*** Extracted data ***
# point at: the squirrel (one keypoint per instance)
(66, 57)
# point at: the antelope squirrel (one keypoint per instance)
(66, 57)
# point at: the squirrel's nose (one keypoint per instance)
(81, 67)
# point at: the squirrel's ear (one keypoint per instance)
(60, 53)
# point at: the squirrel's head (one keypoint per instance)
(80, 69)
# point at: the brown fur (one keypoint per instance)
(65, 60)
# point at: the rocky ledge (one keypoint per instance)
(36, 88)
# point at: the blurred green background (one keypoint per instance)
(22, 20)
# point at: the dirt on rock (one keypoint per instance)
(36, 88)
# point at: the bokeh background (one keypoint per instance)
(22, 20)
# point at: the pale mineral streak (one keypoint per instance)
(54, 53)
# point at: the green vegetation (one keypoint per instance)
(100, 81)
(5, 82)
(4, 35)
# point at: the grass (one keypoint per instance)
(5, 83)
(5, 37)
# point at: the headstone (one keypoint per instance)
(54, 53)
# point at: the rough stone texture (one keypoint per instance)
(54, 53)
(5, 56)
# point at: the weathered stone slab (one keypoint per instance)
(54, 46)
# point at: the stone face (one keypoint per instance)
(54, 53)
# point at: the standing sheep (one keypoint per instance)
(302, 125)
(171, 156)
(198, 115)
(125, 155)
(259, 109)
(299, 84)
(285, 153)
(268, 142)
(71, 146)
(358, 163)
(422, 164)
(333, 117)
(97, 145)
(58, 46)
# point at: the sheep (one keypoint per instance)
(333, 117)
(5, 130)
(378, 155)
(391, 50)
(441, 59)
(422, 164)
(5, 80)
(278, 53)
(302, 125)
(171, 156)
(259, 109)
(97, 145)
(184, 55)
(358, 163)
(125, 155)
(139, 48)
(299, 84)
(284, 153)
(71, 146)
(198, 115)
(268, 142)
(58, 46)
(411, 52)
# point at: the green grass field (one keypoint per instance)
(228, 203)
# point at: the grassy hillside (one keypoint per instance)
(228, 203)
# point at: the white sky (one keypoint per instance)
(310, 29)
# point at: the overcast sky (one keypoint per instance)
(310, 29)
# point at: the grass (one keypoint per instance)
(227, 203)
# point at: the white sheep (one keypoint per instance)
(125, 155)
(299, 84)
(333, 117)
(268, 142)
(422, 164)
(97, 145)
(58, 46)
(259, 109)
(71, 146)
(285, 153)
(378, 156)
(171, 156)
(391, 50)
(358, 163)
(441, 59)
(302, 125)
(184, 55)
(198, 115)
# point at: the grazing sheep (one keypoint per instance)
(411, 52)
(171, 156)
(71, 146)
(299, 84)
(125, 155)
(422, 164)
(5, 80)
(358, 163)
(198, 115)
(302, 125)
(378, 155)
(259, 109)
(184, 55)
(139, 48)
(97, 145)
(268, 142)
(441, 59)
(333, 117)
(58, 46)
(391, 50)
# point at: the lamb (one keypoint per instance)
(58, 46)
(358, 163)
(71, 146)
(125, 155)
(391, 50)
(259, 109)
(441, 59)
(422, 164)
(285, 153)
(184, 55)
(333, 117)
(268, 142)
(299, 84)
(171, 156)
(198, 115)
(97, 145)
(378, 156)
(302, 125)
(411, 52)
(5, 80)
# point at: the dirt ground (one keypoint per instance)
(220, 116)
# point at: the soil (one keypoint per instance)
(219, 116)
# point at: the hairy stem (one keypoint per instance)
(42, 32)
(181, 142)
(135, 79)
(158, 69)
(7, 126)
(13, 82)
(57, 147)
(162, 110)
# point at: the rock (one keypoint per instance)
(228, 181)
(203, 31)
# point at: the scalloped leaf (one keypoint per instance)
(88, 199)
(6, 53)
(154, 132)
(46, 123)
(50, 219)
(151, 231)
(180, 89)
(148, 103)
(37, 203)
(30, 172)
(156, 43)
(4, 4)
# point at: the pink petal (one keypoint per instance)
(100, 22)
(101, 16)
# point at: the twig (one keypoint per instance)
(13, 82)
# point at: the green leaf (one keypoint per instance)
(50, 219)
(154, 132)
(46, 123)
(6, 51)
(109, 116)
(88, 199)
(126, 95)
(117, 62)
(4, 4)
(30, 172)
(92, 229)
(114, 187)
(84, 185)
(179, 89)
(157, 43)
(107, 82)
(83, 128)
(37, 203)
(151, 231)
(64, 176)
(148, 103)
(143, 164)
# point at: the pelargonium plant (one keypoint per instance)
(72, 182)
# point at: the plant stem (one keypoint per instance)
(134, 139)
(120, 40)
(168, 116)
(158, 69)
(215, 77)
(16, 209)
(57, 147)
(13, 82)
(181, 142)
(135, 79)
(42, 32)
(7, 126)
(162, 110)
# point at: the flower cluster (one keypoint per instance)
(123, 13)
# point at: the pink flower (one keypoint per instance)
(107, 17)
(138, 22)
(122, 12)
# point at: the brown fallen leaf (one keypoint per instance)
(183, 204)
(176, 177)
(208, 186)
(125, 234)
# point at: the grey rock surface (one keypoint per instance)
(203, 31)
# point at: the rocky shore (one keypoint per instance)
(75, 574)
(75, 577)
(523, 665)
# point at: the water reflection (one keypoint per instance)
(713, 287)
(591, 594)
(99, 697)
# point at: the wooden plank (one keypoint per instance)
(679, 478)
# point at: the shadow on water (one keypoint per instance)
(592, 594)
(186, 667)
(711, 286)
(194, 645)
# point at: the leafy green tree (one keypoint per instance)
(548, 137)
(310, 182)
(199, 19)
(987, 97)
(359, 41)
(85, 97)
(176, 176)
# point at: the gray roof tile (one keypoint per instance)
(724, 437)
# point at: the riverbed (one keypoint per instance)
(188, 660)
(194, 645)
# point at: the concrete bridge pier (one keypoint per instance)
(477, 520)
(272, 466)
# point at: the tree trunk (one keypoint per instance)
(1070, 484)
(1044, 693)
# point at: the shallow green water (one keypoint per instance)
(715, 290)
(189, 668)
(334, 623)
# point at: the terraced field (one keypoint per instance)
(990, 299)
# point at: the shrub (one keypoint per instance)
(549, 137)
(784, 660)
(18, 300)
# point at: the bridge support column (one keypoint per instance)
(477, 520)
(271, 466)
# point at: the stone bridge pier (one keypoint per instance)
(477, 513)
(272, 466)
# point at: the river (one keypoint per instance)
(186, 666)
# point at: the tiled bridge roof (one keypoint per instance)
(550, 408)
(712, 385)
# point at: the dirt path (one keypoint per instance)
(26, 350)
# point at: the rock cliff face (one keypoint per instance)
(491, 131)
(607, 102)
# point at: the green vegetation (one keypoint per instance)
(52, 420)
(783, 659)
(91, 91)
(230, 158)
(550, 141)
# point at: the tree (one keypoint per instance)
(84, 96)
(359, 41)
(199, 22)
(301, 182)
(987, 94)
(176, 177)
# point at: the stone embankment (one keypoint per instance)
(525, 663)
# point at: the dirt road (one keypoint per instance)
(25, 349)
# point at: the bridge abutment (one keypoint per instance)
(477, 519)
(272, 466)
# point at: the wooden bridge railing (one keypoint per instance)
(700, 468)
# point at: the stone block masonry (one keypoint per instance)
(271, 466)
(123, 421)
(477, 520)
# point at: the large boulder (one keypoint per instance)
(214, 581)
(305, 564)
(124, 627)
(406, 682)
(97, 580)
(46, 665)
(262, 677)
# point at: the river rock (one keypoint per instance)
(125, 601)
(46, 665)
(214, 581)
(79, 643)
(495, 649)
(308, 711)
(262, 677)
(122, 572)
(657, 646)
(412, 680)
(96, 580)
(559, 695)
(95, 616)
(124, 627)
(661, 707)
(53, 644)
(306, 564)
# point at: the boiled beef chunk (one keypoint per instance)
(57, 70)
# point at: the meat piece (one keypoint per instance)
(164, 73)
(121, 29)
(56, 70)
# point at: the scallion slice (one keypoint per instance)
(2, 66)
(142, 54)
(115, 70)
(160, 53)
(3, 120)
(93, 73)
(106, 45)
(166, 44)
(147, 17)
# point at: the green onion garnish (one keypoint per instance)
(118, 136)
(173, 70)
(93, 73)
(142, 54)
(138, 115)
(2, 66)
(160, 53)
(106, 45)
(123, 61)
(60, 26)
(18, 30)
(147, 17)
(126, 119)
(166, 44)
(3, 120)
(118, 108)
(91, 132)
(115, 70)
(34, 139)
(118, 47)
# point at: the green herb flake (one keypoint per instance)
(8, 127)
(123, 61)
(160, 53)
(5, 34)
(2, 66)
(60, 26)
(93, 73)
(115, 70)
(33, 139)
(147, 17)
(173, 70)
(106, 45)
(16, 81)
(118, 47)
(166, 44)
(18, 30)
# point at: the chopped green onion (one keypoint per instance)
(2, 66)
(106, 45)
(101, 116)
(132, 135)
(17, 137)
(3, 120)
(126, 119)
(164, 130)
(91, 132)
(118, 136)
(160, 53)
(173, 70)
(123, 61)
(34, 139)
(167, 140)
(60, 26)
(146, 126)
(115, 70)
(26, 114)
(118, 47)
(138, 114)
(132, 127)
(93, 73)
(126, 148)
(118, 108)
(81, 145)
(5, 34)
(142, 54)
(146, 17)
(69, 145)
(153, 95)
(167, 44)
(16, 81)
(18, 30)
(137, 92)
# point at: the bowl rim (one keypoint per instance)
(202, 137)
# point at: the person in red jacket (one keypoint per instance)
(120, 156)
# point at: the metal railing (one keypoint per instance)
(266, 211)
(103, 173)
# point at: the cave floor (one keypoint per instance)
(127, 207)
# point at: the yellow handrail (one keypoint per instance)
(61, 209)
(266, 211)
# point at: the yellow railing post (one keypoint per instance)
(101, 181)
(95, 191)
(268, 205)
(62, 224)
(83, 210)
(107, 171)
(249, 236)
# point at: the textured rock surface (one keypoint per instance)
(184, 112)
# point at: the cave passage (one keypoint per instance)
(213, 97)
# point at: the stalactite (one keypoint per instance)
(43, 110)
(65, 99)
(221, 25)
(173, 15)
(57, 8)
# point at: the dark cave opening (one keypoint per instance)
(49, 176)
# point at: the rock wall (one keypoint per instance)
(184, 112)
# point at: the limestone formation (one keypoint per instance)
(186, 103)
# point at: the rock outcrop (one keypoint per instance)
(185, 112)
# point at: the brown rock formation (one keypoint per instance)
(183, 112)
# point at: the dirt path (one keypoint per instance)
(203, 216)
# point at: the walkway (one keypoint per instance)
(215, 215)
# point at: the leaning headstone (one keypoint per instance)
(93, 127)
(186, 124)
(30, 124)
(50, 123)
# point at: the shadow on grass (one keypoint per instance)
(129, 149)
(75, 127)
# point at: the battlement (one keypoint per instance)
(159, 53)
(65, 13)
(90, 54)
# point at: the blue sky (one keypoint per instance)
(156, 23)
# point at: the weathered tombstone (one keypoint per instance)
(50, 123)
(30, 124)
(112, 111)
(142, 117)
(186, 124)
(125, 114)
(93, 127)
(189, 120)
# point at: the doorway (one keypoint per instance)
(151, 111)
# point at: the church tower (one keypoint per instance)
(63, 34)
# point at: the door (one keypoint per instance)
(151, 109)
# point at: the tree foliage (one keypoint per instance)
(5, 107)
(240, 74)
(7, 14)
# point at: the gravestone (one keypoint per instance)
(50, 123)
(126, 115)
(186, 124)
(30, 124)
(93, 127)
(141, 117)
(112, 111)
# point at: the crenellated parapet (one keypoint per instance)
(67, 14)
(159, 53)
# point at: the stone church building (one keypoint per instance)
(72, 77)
***
* **Exercise description**
Each line from the one with "# point at: the limestone" through the last line of the material is to be retyped exactly, and no other line is.

* **Task answer**
# point at: the limestone formation (one keypoint per instance)
(186, 103)
# point at: the rock outcrop (one keypoint per instance)
(185, 112)
# point at: the brown rock formation (one keypoint per instance)
(183, 112)
# point at: the dirt path (one keypoint per instance)
(203, 216)
# point at: the walkway (one keypoint per instance)
(215, 215)
# point at: the leaning headstone (one keypoint per instance)
(93, 127)
(186, 124)
(30, 124)
(50, 123)
# point at: the shadow on grass (one keypoint per instance)
(129, 149)
(75, 127)
# point at: the battlement (one keypoint per instance)
(159, 53)
(65, 13)
(90, 54)
# point at: the blue sky (one keypoint per instance)
(156, 23)
# point at: the weathered tombstone (one keypoint per instance)
(50, 123)
(30, 124)
(112, 111)
(142, 117)
(186, 124)
(125, 114)
(93, 127)
(189, 120)
# point at: the doorway (one keypoint per instance)
(151, 111)
# point at: the church tower (one keypoint per instance)
(63, 34)
# point at: the door (one keypoint per instance)
(151, 109)
# point at: the tree foliage (one keypoint per instance)
(5, 107)
(240, 74)
(7, 14)
# point at: the gravestone (one keypoint per instance)
(50, 123)
(126, 115)
(186, 124)
(30, 124)
(93, 127)
(141, 117)
(112, 111)
# point at: the crenellated parapet (one keypoint per instance)
(67, 14)
(159, 53)
# point at: the stone church building (one keypoint per instance)
(72, 77)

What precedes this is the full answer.